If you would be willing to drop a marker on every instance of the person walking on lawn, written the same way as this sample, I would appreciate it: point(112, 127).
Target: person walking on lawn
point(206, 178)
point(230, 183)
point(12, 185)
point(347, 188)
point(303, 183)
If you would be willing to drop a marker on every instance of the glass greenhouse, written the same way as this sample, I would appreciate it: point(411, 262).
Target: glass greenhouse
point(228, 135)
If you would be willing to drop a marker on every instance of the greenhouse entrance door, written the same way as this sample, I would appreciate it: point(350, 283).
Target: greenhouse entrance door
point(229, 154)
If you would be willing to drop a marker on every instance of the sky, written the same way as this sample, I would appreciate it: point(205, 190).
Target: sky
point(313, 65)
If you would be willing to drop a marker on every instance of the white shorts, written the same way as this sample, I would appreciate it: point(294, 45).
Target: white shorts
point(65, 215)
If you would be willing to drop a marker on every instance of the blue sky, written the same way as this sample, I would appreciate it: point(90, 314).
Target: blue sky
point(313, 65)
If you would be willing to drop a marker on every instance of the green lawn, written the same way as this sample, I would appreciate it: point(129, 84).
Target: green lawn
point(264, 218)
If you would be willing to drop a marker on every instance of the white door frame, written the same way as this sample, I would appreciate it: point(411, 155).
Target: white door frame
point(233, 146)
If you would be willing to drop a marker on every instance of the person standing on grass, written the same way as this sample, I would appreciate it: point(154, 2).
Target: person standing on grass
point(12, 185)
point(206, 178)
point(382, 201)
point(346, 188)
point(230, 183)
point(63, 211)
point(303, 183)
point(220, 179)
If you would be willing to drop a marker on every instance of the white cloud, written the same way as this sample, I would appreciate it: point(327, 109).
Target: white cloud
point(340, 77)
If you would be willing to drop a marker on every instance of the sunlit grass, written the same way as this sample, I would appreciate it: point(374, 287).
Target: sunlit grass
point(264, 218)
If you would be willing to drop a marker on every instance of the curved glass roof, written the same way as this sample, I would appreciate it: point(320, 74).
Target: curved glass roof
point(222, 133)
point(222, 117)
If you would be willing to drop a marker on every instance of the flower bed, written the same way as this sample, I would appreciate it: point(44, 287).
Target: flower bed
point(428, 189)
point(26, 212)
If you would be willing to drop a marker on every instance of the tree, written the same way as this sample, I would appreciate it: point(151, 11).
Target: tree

::::

» PROMPT
Nothing should appear in the answer except the lines from the one with "Target: flower bed" through the final line of the records, written exactly.

» WRITTEN RESPONSE
Target: flower bed
point(428, 189)
point(26, 212)
If you would be willing to drop a marker on every instance of the tree, written the same way as this sample, I would appreciate it: point(151, 11).
Target: tree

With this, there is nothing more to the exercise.